[Saved entries]
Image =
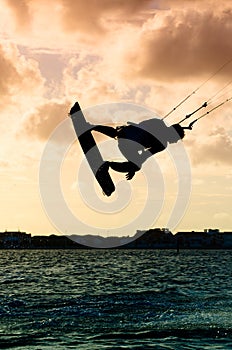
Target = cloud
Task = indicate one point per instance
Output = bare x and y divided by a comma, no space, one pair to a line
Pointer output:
215,148
40,123
184,43
9,75
21,81
91,17
21,11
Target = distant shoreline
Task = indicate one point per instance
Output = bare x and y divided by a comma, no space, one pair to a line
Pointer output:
151,239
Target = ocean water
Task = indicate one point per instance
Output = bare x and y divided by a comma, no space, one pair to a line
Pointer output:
115,299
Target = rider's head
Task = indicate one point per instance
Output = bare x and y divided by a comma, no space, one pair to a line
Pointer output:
176,133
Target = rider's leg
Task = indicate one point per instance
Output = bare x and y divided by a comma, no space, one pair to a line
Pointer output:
106,130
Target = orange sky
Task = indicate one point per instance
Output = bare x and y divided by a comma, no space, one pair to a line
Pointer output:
148,53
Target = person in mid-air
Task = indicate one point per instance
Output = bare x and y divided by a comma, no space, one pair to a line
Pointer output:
138,142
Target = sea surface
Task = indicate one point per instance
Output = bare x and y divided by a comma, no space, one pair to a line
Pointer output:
115,299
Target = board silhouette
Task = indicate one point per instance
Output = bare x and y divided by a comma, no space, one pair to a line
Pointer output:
90,149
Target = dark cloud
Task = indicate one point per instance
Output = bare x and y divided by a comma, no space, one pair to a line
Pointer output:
188,44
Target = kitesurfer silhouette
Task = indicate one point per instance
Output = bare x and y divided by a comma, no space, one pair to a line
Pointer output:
137,142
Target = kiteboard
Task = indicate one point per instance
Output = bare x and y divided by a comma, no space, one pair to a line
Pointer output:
91,151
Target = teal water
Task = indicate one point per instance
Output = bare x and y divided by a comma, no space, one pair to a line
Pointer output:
115,299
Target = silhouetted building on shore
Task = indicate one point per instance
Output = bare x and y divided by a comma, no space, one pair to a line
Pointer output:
15,240
151,239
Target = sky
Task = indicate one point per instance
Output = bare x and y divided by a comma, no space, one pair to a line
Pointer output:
149,54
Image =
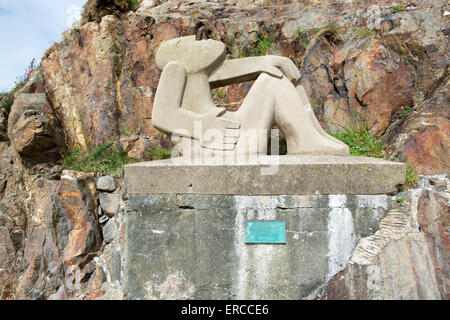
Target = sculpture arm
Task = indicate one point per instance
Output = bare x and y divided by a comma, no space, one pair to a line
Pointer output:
169,117
246,69
167,114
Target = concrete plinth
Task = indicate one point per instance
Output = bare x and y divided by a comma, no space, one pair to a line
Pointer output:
193,246
185,228
266,175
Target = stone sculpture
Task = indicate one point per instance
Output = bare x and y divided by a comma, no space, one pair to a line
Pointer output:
191,68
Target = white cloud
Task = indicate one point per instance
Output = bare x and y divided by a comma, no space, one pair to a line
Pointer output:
27,29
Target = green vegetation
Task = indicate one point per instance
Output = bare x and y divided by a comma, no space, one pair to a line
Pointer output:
133,4
104,159
398,8
411,177
18,84
157,152
332,32
405,111
300,33
263,45
361,141
364,33
129,4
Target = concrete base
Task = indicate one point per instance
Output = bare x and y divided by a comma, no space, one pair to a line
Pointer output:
266,175
193,246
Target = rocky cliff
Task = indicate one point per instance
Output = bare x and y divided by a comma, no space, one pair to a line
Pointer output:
361,62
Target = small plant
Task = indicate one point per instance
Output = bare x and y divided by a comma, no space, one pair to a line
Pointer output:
157,152
332,33
397,8
301,33
411,177
133,4
361,141
364,33
104,159
8,97
404,111
263,45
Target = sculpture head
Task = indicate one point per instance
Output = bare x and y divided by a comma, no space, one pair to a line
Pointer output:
195,55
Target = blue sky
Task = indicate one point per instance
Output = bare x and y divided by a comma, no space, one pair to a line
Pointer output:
27,29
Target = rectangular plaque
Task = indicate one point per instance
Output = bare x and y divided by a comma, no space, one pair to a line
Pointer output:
265,232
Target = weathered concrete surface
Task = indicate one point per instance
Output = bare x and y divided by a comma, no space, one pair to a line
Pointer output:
193,246
407,258
266,175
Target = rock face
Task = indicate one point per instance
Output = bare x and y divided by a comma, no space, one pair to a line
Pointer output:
60,238
358,63
33,128
407,258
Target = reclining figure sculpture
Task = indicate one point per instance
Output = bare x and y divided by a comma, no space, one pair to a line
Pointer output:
191,68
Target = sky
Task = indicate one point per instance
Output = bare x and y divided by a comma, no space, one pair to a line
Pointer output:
27,29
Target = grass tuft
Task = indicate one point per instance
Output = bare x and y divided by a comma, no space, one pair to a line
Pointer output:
397,8
361,141
263,45
411,177
365,33
104,159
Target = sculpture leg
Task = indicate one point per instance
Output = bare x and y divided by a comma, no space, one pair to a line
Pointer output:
304,135
305,102
273,100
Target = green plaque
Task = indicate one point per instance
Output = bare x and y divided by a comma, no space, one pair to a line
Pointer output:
265,232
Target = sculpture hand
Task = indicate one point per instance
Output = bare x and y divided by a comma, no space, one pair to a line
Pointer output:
286,65
219,133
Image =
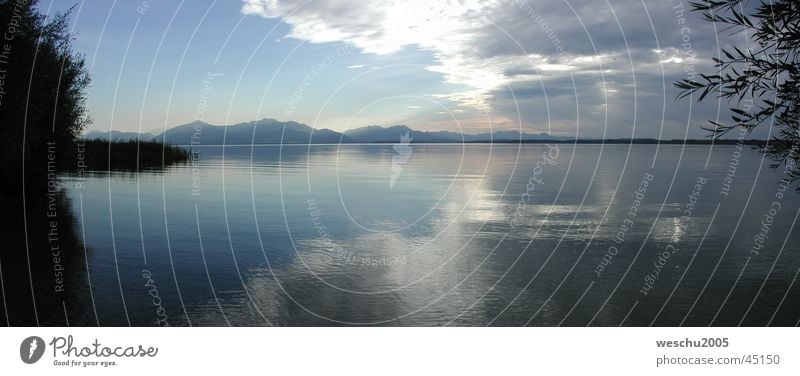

YOUR ASSIGNMENT.
Extract every line of the records above that contains the word "surface".

ANSWER SECTION.
Target = sea surface
Target = weathered concrete surface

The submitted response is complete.